SELECTED TEXT:

■ ■ ■ ■ ■ ■ ■

# NASA Plumbrook



## cast-off (Apr 14, 2005)

My friend got drawn for Dec. 10. Sector 25 and is taking me as hunting partner. I have applied for at least 30 years and have never been drawn, he's been drawn 3 times. 2 at ravenna and this one. I went both times to Ravenna, and it was thick cover and rugged. Is Plumbrook the same way? Is it swampy or brush and woods?


----------



## Flathead76 (May 2, 2010)

That's a good sector if you have the sectors around you being hunted. There is a single bunker in the center of that section. The ladder to get on top of it is all rusted out. Bring a section of dock line to make yourself a step to get on top of it. A nice camp chair would make for a comfy all day sit. There is also a power line that runs on the east side of the sector. Sector 19 to the north is so thick that you would have a hard time kicking a cat through it. That's where most of your deer will come from. Your route driver for that zone is as lazy as it gets. He hates the hunts because he has to work saturdays. You will not get much help from him like you do the other zone drivers.

■ ■ ■ ■ ■ ■ ■

LISTING:
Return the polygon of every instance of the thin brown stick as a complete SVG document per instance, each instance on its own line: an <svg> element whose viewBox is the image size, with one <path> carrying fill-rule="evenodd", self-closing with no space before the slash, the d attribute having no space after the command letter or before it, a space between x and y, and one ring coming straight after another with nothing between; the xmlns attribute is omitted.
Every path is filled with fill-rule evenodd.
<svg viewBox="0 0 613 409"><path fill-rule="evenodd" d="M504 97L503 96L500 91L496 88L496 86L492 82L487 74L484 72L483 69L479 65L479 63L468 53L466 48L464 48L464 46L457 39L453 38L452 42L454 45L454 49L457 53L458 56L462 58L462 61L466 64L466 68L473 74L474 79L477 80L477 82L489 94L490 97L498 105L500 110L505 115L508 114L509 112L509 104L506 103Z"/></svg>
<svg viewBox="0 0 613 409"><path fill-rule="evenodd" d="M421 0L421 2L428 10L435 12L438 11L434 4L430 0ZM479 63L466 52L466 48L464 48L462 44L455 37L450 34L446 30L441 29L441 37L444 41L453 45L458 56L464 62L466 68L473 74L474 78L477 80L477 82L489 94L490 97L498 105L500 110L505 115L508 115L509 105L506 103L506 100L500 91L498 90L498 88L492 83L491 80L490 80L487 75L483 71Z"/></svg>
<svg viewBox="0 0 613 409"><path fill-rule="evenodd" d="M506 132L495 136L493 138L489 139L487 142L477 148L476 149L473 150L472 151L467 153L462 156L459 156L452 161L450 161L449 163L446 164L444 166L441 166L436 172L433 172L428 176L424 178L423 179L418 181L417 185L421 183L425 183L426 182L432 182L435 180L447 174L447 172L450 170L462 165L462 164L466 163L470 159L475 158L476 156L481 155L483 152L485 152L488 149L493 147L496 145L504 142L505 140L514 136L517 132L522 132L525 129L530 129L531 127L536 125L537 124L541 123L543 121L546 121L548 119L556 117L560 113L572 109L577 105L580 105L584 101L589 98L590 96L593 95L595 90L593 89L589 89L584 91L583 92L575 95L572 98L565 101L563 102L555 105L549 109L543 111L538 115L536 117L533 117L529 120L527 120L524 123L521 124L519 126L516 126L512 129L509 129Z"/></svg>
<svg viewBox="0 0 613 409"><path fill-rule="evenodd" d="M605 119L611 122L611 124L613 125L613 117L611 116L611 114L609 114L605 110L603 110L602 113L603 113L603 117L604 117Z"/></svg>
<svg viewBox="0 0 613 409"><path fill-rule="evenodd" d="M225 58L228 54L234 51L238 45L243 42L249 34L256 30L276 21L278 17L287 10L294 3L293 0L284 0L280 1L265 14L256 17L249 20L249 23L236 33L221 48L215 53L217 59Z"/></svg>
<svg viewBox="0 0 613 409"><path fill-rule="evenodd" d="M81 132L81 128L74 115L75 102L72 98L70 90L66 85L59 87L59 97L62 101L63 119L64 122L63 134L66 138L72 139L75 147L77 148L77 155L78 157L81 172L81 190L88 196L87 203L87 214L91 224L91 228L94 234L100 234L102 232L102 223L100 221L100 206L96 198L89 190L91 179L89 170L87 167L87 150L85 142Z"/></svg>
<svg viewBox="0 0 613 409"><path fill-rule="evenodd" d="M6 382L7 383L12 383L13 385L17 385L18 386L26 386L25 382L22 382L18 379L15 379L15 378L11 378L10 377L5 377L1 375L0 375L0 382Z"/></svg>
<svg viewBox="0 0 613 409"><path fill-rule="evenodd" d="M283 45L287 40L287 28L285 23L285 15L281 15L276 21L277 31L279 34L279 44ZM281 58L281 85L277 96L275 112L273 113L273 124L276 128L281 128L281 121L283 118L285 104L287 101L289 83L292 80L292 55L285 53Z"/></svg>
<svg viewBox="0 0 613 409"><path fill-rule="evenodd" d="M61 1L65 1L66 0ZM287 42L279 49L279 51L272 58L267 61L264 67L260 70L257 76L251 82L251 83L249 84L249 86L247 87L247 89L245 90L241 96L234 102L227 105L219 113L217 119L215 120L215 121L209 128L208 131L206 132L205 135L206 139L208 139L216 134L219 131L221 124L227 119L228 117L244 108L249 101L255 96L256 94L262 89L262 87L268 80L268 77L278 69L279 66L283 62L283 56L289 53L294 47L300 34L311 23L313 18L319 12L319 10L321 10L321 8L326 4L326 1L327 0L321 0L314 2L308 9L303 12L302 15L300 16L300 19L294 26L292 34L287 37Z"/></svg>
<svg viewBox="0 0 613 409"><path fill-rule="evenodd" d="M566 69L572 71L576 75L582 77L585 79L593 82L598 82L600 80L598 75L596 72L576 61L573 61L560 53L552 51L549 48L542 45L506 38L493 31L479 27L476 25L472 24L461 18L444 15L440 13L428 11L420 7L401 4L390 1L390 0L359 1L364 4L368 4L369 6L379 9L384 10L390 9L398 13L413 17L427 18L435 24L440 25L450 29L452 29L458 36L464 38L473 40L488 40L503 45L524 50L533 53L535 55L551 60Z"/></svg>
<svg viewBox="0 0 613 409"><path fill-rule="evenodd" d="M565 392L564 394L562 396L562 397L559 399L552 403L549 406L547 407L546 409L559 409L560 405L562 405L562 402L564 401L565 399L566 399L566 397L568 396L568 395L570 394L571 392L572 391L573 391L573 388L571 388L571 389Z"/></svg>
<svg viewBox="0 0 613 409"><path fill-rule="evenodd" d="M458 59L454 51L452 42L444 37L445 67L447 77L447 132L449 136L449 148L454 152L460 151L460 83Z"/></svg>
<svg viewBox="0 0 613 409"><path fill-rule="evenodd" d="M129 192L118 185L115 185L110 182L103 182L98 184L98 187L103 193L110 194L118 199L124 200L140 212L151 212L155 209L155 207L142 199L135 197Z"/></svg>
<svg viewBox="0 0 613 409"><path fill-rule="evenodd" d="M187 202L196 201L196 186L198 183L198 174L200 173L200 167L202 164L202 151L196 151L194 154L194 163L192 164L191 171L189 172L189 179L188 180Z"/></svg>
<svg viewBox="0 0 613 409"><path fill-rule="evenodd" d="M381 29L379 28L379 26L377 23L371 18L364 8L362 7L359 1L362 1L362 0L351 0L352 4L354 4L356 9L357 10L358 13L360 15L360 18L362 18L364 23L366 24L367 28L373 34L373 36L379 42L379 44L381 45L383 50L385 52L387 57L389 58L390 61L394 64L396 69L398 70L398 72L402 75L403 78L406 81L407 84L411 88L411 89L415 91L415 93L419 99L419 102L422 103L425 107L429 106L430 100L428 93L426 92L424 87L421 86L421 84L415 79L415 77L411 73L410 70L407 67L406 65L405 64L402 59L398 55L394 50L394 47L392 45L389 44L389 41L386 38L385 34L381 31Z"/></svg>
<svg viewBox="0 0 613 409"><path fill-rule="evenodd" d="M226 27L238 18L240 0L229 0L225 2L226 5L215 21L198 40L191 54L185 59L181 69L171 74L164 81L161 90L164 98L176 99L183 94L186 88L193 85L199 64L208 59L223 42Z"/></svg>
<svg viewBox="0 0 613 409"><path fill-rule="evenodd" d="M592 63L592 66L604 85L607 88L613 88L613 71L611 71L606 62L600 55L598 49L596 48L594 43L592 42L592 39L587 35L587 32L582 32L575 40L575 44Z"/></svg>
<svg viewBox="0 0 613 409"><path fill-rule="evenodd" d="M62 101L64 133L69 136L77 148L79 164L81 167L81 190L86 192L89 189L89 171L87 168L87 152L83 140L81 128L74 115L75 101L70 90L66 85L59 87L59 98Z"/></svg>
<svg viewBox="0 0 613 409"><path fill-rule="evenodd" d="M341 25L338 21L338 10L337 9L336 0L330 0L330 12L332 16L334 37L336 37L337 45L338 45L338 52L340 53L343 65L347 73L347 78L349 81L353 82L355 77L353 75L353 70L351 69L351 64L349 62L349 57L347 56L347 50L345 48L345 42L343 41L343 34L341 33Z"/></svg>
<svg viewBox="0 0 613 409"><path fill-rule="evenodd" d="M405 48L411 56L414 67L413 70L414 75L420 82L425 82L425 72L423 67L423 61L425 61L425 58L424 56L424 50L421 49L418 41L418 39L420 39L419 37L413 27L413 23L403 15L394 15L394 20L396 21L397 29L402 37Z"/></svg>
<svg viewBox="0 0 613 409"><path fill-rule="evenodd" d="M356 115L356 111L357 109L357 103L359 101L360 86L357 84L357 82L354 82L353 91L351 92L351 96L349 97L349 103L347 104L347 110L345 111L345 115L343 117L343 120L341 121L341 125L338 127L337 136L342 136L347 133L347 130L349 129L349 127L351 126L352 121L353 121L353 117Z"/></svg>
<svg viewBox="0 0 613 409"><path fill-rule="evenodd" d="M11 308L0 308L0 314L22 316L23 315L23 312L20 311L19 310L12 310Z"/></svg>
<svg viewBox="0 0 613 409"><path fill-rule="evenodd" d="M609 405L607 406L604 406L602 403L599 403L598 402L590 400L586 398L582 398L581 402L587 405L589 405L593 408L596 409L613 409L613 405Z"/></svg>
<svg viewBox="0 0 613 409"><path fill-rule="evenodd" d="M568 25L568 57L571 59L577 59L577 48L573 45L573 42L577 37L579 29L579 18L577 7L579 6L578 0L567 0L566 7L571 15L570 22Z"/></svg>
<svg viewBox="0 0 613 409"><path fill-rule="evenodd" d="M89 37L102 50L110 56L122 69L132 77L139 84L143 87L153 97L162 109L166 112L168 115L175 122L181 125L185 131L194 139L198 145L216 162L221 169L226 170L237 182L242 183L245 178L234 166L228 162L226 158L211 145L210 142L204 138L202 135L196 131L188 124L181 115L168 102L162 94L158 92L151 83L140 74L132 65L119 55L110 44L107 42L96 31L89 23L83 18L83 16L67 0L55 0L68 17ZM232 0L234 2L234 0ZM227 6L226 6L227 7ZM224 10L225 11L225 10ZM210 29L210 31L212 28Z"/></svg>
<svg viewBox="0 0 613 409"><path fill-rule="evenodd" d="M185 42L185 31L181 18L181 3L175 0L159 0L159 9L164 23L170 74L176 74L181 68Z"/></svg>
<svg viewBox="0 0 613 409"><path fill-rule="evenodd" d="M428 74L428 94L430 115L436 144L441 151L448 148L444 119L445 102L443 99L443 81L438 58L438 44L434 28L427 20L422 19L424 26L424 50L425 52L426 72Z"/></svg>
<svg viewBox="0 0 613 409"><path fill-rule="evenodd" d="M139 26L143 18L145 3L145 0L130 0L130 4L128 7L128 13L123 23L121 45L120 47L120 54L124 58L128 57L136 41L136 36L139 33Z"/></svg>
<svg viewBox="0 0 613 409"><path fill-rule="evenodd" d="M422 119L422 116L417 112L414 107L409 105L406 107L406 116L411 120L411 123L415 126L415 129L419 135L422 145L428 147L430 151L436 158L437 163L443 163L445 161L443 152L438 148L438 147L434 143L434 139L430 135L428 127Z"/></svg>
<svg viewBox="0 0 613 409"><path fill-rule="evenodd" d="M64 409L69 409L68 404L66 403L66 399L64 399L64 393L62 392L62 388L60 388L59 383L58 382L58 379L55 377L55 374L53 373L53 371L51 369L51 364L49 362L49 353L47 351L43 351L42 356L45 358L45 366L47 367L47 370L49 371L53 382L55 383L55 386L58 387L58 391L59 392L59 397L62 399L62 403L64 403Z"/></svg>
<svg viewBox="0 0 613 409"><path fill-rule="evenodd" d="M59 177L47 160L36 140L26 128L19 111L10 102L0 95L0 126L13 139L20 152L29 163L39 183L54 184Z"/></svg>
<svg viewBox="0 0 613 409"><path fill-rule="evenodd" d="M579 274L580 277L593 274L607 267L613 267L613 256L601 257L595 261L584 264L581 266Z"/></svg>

■ ■ ■ ■ ■ ■ ■

WHAT THIS EXERCISE ASKS:
1 - In the Plumbrook thread, swap "hunting partner" for "hunting buddy" and write out the passage that begins at the words "## cast-off (Apr" and stops after "brush and woods?".
2 - Answer these questions from the Plumbrook thread:
(a) How many times has the first poster's friend been drawn?
(b) Which sector lies to the north of the drawn sector?
(c) What does the reply suggest bringing to get on top of the bunker?
3 - Carry on the Plumbrook thread from the point where it ends.
The data was drawn from a separate source.

RESULTS:
1 -
## cast-off (Apr 14, 2005)

My friend got drawn for Dec. 10. Sector 25 and is taking me as hunting buddy. I have applied for at least 30 years and have never been drawn, he's been drawn 3 times. 2 at ravenna and this one. I went both times to Ravenna, and it was thick cover and rugged. Is Plumbrook the same way? Is it swampy or brush and woods?

2 -
(a) Three times.
(b) Sector 19.
(c) A section of dock line, to make a step.

3 -
----------



## cast-off (Apr 14, 2005)

Flathead76 said:


> That's a good sector if you have the sectors around you being hunted. There is a single bunker in the center of that section. The ladder to get on top of it is all rusted out. Bring a section of dock line to make yourself a step to get on top of it. A nice camp chair would make for a comfy all day sit. There is also a power line that runs on the east side of the sector. Sector 19 to the north is so thick that you would have a hard time kicking a cat through it. That's where most of your deer will come from. Your route driver for that zone is as lazy as it gets. He hates the hunts because he has to work saturdays. You will not get much help from him like you do the other zone drivers.


----------



## cast-off (Apr 14, 2005)

Thanks sounds like a plan. I'm going to keep this info to me I wont tell my hunting partner. lol . He will probably look at me funny when I take the rope out my pack


----------



## Flathead76 (May 2, 2010)

cast-off said:


> Thanks sounds like a plan. I'm going to keep this info to me I wont tell my hunting partner. lol . He will probably look at me funny when I take the rope out my pack


When you get on top of that bunker you have a nice thick 100 yard pocket to your west that you can shoot.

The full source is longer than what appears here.